Go through the data line by line. Copy each one holding the string "with".

Start of Block

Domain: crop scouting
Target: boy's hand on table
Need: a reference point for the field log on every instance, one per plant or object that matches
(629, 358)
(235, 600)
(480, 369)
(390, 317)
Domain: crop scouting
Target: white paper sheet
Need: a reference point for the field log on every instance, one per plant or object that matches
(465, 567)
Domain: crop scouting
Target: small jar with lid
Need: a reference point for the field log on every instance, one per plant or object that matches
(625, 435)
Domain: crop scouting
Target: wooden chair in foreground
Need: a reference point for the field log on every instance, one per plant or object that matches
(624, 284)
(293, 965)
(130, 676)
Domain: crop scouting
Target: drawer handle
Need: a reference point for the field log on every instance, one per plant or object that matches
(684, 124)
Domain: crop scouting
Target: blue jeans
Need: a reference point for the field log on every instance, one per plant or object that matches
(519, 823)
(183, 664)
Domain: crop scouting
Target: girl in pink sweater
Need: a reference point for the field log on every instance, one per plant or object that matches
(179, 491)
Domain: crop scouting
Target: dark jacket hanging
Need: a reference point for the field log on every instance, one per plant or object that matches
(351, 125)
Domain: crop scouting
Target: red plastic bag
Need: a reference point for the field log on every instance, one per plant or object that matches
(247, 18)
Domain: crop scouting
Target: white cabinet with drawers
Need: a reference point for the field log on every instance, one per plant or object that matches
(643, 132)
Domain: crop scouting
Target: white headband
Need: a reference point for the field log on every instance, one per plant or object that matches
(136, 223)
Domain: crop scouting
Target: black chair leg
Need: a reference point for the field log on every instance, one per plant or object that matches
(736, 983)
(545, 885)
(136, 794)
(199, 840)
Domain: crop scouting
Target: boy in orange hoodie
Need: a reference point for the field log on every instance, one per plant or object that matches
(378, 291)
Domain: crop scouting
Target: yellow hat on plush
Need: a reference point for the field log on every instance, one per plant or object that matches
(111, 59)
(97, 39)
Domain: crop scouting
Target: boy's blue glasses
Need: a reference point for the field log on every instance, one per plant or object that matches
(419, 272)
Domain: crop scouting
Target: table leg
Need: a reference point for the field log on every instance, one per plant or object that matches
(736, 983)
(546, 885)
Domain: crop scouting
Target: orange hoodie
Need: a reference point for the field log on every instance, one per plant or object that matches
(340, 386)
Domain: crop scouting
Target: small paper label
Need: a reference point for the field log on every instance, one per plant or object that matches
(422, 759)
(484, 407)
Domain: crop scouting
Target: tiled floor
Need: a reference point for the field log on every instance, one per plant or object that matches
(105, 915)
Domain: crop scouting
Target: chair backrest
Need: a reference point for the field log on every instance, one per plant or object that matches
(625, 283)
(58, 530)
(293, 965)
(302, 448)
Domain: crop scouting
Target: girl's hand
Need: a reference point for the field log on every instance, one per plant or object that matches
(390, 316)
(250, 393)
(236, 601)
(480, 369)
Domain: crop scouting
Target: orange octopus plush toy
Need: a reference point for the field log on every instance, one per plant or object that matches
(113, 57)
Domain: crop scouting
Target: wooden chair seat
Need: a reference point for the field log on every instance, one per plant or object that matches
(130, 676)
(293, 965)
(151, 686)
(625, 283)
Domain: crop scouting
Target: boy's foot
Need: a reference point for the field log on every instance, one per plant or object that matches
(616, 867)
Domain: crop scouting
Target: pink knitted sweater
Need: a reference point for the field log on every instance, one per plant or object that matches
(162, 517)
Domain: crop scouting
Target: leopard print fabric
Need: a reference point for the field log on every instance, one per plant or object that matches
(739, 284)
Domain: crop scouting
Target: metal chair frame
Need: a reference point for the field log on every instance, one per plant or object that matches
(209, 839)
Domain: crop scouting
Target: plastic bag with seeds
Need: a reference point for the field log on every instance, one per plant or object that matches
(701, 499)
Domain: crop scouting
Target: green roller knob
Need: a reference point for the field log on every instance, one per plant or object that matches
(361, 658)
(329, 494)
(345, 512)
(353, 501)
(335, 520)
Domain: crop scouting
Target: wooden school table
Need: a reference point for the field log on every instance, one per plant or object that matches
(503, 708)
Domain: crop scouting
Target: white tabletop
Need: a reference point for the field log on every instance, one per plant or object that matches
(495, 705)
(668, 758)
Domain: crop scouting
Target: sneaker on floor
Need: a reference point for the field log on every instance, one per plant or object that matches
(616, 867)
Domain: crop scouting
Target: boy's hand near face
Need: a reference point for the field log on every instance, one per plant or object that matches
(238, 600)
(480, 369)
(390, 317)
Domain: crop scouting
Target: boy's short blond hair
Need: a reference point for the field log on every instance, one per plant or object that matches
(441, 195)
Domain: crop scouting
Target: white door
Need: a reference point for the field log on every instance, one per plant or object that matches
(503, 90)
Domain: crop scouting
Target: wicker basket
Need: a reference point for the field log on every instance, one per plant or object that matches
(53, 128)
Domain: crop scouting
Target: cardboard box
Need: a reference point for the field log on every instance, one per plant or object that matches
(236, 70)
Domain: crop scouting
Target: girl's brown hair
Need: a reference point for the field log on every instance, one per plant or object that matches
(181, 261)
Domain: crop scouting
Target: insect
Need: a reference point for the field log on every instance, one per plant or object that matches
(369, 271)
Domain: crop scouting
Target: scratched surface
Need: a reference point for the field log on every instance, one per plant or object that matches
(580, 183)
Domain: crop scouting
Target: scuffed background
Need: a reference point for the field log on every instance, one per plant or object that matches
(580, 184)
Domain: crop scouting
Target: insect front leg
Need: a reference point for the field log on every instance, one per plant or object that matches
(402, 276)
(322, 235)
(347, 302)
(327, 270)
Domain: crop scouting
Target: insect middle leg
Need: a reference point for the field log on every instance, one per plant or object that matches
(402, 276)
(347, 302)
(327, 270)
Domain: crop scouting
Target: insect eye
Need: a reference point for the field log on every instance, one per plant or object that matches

End of Block

◆ Expected answer
Target: small jar with lid
Target: white cabinet with drawers
Target: plastic bag with seeds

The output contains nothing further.